◆ **Provided information**:
========

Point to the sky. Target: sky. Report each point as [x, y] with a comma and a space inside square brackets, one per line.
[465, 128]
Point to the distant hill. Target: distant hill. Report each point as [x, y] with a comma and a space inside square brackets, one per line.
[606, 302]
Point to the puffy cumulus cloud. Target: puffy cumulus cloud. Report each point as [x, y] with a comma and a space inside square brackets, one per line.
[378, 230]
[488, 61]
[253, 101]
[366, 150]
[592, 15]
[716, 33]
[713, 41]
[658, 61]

========

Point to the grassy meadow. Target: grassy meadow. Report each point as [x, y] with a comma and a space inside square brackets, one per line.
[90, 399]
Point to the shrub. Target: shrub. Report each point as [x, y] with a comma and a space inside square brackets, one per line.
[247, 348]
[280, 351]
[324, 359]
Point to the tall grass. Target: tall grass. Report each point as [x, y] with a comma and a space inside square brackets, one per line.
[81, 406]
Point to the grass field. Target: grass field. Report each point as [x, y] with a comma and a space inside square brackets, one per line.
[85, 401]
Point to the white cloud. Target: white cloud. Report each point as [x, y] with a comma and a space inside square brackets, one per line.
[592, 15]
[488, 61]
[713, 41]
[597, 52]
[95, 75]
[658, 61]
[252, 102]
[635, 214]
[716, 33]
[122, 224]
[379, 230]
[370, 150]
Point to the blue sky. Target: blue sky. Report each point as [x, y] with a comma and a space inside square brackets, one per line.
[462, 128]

========

◆ **Do this**: State how many lines in the records above contain the word "cloud". Give only the number.

◆ **Exercise output**: 2